§ Task to complete
Arrange these lines as a two-column CSV with the headers instruction and boxes, one row for each request holding its text and its answer. Put each value in one quoted field, with any line breaks turned into spaces.

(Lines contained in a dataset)
━━━━━━━━━━

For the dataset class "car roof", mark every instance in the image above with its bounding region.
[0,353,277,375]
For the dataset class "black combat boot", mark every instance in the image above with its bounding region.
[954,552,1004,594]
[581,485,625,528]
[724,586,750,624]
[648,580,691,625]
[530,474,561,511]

━━━━━━━━━━

§ Full response
instruction,boxes
"For the dataset class ""car roof"", mark every instance in the image above with its bounding region.","[0,353,277,375]"
"For the dataset class ""black combat boot"", mark every instance in the image above with its bounding region.","[954,552,1004,594] [581,485,625,528] [724,586,750,624] [648,580,691,625] [530,474,561,511]"